* WHAT YOU NEED TO DO *
From the items below, pick out every line containing the string "bounding" and copy each one in full. Matching is case-sensitive.

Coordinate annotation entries

****************

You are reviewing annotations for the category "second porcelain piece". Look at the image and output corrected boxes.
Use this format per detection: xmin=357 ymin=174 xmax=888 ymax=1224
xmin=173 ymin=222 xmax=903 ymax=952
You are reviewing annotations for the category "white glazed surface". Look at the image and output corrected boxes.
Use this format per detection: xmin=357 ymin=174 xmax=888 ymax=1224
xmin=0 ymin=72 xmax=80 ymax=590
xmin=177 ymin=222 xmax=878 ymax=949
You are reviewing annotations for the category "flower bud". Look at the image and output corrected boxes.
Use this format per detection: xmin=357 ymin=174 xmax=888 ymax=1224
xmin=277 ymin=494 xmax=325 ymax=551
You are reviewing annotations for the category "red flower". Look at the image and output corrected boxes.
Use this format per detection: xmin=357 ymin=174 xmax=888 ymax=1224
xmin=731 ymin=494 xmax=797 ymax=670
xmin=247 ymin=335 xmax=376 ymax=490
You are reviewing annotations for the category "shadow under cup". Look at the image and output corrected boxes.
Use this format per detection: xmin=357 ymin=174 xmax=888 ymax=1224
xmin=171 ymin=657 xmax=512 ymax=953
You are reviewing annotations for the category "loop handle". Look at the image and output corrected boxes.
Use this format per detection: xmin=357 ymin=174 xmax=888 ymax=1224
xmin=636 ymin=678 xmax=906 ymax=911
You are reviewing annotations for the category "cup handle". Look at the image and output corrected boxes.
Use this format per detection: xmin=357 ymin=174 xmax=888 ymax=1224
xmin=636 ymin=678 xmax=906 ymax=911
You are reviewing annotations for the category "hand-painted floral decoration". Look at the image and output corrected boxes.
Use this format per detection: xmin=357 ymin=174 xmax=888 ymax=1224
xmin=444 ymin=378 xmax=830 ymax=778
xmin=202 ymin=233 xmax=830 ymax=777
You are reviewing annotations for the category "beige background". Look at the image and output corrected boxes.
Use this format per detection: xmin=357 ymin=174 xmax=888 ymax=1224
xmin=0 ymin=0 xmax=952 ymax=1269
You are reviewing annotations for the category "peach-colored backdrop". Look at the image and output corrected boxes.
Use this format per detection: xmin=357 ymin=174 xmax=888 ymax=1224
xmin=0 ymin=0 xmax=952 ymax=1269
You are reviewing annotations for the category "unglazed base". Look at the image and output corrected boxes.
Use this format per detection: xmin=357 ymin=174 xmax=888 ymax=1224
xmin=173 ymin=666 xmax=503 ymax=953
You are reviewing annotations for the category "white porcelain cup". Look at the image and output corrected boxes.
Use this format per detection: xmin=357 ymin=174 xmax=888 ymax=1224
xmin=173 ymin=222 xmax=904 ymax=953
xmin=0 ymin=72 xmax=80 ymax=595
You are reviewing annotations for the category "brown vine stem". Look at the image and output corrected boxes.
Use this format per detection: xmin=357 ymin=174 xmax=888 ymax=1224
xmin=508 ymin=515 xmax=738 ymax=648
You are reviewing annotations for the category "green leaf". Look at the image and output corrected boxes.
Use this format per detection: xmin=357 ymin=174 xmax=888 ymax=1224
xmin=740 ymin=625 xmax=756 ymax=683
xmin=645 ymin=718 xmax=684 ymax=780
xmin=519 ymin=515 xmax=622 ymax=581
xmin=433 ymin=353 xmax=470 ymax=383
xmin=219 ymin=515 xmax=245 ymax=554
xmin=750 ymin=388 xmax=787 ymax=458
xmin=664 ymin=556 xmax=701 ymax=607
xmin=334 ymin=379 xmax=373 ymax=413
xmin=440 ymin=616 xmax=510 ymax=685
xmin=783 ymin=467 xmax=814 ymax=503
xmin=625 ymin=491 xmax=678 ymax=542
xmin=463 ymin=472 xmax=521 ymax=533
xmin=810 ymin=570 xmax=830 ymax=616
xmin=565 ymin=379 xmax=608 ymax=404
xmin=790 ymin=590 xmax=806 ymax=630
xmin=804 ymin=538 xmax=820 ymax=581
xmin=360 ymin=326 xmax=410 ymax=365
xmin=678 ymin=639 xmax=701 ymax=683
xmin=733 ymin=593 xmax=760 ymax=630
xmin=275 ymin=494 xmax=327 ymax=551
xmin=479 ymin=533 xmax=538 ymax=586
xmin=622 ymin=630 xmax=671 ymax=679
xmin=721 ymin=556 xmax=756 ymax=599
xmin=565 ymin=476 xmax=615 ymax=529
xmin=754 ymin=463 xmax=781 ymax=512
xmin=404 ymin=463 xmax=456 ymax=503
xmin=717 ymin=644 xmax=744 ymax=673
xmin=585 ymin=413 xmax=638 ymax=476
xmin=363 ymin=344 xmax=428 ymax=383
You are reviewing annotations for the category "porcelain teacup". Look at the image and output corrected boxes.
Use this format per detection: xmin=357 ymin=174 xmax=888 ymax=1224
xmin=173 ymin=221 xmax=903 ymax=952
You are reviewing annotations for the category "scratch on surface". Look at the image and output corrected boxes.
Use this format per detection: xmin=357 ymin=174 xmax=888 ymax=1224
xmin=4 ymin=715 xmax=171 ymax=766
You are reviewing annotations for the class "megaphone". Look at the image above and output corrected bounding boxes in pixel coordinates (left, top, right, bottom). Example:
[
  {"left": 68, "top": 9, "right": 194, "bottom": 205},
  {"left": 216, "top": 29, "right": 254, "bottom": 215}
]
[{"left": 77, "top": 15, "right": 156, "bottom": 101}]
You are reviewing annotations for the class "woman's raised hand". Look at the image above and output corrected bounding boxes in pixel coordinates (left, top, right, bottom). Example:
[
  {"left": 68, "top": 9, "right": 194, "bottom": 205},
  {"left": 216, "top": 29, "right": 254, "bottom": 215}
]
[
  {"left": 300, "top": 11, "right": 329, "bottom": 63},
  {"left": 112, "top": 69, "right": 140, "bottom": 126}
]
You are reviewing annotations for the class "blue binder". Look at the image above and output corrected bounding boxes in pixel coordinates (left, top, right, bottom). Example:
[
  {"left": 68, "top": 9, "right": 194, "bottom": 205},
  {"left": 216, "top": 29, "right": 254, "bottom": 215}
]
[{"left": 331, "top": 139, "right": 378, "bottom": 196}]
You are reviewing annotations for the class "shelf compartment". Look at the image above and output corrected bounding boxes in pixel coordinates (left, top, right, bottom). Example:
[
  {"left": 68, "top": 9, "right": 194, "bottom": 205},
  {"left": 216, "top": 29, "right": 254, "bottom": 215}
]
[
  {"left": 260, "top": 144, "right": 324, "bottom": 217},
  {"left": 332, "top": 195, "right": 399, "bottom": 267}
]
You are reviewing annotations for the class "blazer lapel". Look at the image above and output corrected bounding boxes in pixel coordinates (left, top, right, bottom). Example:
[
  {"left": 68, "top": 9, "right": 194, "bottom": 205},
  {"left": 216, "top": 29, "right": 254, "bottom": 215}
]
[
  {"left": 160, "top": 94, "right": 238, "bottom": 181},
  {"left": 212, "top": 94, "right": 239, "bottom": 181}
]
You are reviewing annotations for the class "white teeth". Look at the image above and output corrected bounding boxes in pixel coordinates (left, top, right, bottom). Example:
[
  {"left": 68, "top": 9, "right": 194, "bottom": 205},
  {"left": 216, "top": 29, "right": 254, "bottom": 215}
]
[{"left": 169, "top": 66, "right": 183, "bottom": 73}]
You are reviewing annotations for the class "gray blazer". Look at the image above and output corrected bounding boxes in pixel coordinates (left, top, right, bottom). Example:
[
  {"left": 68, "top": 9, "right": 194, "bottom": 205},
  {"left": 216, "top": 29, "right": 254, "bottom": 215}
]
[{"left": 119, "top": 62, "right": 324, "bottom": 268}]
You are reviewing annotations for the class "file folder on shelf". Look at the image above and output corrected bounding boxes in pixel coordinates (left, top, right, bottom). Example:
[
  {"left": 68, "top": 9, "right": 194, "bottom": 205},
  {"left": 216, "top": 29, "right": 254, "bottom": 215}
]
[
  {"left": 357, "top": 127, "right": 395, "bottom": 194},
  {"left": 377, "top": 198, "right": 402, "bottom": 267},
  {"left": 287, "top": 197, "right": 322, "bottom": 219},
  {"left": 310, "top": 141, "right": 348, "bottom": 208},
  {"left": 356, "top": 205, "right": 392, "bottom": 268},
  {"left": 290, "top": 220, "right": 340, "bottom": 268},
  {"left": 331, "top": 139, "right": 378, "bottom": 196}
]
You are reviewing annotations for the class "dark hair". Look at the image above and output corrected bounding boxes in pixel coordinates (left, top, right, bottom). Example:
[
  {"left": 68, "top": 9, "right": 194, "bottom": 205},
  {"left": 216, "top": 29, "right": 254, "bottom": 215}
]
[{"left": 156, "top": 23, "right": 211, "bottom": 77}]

****************

* RESPONSE *
You are reviewing annotations for the class "megaphone". Look at the image above and output corrected bounding boxes in pixel coordinates (left, top, right, bottom). Example:
You are reviewing annotations for the class "woman's raised hand". Look at the image above and output corrected bounding boxes in pixel coordinates (left, top, right, bottom). Example:
You are reviewing annotations for the class "blue binder". Look at the image above and output corrected bounding boxes in pixel coordinates (left, top, right, bottom). Example:
You are reviewing annotations for the class "shelf compartment". Look at the image above and output corrected bounding boxes in pixel coordinates (left, top, right, bottom). Example:
You are reviewing annotations for the class "blazer lapel". Look at the image above and output corrected bounding boxes in pixel coordinates (left, top, right, bottom). Example:
You are reviewing annotations for the class "white teeth". Look at the image above and output corrected bounding boxes in pixel coordinates (left, top, right, bottom). Example:
You are reviewing annotations for the class "gray blazer". Look at the image above and output corrected bounding boxes in pixel coordinates (left, top, right, bottom). Example:
You are reviewing annotations for the class "file folder on shelf". Look at the image above and output corrected bounding boxes in pixel coordinates (left, top, right, bottom). Example:
You are reviewing annotations for the class "dark hair". Look at the image above and output corrected bounding boxes in pixel coordinates (left, top, right, bottom). Example:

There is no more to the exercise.